DATA SUPPLIED -
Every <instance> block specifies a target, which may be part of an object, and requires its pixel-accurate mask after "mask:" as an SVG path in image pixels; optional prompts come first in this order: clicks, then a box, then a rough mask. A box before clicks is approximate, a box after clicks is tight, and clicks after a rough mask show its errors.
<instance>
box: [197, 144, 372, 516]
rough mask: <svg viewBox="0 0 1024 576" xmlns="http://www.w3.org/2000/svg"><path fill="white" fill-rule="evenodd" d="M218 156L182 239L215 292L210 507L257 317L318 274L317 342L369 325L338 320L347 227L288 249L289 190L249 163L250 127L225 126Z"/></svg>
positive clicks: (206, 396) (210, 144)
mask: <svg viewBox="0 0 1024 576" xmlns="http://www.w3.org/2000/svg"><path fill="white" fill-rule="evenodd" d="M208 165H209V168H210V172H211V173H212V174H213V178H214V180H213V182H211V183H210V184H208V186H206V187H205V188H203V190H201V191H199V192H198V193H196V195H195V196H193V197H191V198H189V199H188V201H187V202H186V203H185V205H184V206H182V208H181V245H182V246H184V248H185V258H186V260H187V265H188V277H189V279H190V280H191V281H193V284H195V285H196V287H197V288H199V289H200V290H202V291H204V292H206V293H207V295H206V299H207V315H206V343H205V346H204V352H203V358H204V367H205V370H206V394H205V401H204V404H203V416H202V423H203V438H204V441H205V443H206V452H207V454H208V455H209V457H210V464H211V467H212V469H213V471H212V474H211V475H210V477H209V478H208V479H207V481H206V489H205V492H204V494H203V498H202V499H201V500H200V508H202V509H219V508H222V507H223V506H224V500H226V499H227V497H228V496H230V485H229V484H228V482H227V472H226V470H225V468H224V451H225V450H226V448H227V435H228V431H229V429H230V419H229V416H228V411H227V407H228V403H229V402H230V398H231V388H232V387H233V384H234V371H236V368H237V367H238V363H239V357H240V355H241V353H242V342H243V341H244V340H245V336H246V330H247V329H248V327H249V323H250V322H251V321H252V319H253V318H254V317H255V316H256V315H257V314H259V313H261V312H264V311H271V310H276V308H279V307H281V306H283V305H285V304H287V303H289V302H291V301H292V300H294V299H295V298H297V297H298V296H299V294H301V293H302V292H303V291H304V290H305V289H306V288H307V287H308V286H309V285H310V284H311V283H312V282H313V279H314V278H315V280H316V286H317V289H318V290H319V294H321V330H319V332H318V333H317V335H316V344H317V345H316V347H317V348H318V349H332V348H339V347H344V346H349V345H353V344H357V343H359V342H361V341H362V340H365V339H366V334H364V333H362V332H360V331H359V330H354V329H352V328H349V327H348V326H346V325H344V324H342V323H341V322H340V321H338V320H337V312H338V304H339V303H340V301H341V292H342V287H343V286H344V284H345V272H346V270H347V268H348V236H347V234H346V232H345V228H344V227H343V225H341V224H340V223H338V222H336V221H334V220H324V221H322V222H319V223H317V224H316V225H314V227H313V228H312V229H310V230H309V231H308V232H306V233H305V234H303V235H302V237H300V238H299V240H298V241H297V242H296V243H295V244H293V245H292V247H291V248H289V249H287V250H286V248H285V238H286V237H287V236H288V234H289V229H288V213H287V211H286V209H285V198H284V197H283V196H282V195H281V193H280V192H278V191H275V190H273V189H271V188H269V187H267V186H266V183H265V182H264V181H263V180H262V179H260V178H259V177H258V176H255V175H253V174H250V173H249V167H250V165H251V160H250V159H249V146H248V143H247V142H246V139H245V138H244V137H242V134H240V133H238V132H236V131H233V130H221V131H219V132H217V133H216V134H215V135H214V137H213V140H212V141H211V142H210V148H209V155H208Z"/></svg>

---

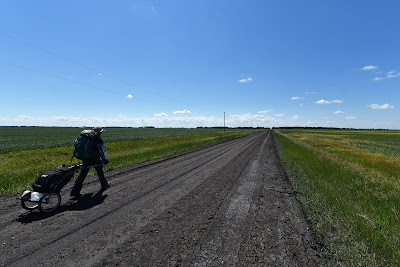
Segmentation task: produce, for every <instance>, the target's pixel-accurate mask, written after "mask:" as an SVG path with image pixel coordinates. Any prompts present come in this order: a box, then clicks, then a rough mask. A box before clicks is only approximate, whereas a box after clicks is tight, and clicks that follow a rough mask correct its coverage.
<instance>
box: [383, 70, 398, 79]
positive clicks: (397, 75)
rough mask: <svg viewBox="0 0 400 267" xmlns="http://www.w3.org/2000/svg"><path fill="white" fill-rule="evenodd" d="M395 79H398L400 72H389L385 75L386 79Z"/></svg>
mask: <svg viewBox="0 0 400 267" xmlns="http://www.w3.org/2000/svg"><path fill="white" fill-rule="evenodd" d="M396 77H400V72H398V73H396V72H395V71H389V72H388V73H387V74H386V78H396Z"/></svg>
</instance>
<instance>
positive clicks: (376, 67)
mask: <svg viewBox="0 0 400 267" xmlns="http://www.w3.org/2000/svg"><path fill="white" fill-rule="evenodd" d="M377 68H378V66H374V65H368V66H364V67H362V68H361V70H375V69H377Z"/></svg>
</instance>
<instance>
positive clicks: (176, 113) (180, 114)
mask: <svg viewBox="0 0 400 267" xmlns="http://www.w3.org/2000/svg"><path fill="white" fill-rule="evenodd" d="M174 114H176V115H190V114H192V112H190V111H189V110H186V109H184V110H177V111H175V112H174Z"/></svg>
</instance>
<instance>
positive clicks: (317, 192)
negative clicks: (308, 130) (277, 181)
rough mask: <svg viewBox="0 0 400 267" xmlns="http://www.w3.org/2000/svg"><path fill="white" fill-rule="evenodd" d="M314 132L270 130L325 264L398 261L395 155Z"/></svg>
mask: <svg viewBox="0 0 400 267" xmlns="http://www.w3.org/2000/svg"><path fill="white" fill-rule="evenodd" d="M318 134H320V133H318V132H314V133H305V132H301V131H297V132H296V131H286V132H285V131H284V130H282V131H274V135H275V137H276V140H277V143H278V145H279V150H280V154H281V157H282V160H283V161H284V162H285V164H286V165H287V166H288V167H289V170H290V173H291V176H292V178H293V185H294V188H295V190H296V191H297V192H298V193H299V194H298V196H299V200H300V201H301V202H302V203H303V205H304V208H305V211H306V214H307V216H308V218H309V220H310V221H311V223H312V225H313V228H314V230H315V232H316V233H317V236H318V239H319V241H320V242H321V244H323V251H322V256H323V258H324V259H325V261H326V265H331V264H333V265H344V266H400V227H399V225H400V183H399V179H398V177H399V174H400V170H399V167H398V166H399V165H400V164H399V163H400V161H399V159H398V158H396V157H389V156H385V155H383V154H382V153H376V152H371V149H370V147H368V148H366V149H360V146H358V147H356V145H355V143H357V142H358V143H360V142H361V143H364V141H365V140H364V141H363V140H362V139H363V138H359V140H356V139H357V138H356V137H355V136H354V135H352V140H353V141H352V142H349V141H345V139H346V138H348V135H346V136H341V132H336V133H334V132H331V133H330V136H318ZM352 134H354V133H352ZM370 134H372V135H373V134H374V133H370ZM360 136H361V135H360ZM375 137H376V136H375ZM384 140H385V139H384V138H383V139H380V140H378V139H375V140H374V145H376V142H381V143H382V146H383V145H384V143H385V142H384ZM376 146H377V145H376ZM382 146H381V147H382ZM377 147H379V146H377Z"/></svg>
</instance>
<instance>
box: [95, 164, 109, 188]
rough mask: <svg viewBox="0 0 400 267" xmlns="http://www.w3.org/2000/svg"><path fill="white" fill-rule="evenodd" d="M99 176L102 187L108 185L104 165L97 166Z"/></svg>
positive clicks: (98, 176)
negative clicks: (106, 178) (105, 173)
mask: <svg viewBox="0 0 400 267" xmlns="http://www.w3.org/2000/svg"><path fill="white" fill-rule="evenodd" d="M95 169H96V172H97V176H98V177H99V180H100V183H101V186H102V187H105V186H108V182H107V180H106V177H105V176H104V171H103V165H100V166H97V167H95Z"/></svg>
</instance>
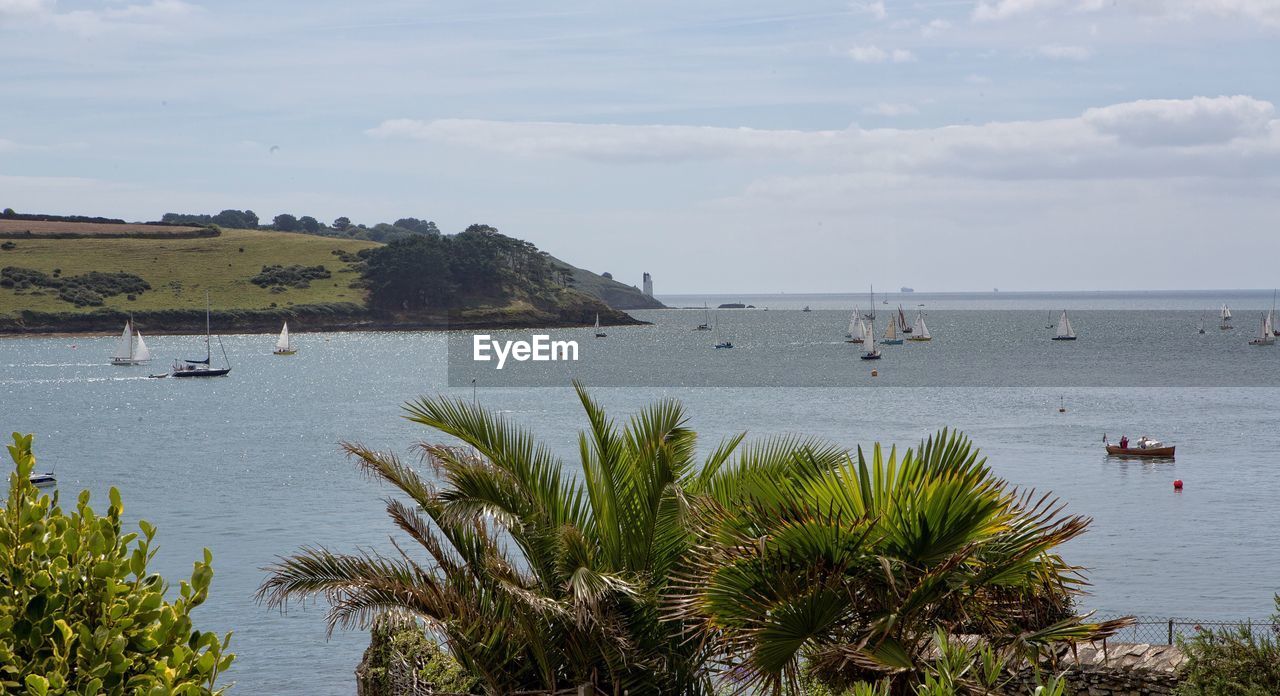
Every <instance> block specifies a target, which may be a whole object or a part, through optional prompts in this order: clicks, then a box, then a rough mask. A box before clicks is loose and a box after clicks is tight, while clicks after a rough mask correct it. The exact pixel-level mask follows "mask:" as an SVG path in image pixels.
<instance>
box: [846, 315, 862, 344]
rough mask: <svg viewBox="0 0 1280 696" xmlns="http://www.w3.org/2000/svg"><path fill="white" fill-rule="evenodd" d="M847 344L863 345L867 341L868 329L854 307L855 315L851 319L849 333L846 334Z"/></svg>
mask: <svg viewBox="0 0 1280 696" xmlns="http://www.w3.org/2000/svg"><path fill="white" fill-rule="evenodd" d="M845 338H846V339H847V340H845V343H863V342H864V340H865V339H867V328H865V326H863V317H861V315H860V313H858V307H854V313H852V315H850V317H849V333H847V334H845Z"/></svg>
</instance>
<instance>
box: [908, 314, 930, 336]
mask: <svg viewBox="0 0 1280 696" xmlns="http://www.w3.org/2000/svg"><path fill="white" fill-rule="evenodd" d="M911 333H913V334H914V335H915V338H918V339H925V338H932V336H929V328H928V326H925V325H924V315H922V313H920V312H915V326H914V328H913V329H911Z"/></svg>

ACTIVITY - Rewrite everything from the line containing "Every <instance> block specifies a target, which may be part" down to the line containing "positive clicks: (206, 396) (210, 144)", changing "rough mask" to "coarse mask" and leaving all else in those lines untouched.

WRITTEN REPLY -
Every <instance> block specifies a target, which may be part of an object, and requires its pixel-accurate mask after "mask:" as an SVG path in image pixels; optional prompts come first in this order: clicks, then a box, then a coarse mask. A box before clicks is approximate, a box after clicks is tight, and clicks after a coarse mask show its errors.
<instance>
box: [197, 144, 372, 516]
coarse mask: <svg viewBox="0 0 1024 576" xmlns="http://www.w3.org/2000/svg"><path fill="white" fill-rule="evenodd" d="M218 156L182 239L215 292L210 507L257 317L318 274L317 342L369 325L338 320L347 227L288 249L289 190L249 163L250 127L225 126Z"/></svg>
positive clicks: (206, 396) (210, 144)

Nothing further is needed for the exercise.